▸ THE TASK:
Reproduce the items below, substituting "occurrence" for each occurrence of "instance" and leaving everything else unchanged.
===== GIVEN DATA =====
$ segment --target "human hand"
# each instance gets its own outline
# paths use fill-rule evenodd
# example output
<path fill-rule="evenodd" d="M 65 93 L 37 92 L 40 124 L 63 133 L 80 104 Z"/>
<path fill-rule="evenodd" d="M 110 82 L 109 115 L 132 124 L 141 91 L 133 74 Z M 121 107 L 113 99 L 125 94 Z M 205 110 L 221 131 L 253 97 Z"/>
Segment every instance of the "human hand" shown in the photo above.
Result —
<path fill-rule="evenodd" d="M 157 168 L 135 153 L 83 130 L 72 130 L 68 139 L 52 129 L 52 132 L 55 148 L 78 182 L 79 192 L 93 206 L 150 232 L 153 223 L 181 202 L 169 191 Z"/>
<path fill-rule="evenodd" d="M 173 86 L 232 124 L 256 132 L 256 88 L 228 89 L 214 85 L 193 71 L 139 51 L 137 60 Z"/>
=====
▸ COMPLETED EXERCISE:
$ segment --target "human hand"
# each occurrence gets its own outline
# paths use fill-rule evenodd
# example output
<path fill-rule="evenodd" d="M 65 93 L 37 92 L 40 124 L 63 133 L 80 104 Z"/>
<path fill-rule="evenodd" d="M 110 82 L 109 115 L 132 124 L 141 91 L 133 74 Z M 121 107 L 113 99 L 125 94 Z M 205 110 L 221 131 L 253 97 Z"/>
Segment every occurrence of the "human hand" shown in the photo above.
Result —
<path fill-rule="evenodd" d="M 157 168 L 135 153 L 83 130 L 72 130 L 68 139 L 52 129 L 52 132 L 55 148 L 78 182 L 79 192 L 93 206 L 150 232 L 153 223 L 181 202 L 169 191 Z"/>
<path fill-rule="evenodd" d="M 173 86 L 232 124 L 256 132 L 256 88 L 228 89 L 214 85 L 193 71 L 139 51 L 137 60 Z"/>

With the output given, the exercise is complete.